The data:
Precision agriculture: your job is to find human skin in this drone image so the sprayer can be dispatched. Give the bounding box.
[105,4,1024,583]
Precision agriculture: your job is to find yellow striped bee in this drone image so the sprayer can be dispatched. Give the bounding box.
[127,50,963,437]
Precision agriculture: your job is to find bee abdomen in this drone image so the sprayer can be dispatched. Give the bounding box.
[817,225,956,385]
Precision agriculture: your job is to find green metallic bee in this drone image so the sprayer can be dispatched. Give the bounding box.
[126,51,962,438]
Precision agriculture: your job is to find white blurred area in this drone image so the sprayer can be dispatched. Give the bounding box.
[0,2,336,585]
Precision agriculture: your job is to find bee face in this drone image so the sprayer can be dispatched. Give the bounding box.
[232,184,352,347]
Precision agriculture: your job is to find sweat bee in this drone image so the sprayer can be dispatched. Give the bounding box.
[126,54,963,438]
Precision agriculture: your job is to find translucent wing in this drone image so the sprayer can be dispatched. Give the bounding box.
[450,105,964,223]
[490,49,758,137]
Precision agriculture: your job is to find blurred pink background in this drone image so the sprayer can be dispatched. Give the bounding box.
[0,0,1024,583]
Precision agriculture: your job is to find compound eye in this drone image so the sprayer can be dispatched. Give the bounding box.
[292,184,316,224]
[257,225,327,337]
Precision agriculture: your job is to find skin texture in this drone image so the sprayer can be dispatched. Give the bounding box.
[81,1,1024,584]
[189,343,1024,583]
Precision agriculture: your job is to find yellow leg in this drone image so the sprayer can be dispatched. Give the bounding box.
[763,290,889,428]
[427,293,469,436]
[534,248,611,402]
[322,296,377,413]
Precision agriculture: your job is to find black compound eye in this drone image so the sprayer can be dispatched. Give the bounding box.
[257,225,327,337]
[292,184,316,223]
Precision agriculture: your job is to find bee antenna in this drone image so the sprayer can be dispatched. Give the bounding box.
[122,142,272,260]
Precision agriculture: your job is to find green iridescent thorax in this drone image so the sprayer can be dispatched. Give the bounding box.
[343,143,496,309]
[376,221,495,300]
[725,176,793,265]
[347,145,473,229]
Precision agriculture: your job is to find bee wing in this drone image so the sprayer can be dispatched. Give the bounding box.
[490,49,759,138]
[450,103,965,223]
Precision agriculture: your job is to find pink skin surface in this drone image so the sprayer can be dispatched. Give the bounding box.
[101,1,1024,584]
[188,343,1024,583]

Set task:
Copy the entries again, requests included, starting with the first entry and going on through the line with "[126,54,963,438]", and shift every bounding box coordinate in their answers by -61.

Solution for this exercise:
Precision agriculture: your job is to find human skin in this drone image so the sprayer can be dispatched. Give the bounding box.
[44,-57,963,522]
Precision agriculture: your job is to find yellow striped bee in this drone image so the sprayer can be dispatched. Give the bounding box.
[66,-11,902,376]
Precision agriculture: your job is to find bee abdomen in this drone image so the sprayer can be dispatched. Give the bounding box.
[756,164,895,324]
Precision agriculture: your job is to find green metallic bee in this drone image so the sprayer can be dispatched. Give the bounding box.
[65,-10,901,377]
Precision agriculture: your job is to find white blurred area in this drone image so the sprayer can be dispatched. Give the bounding box.
[-61,-59,275,524]
Precision agriculture: your job is to find bee face in this drone image so the sprayer can be dispatched. Give the bounding box.
[171,123,291,286]
Precision agriculture: your job is to find sweat bee in this drone image so the sprayer can be dispatched. Give the bounding box.
[65,-7,902,377]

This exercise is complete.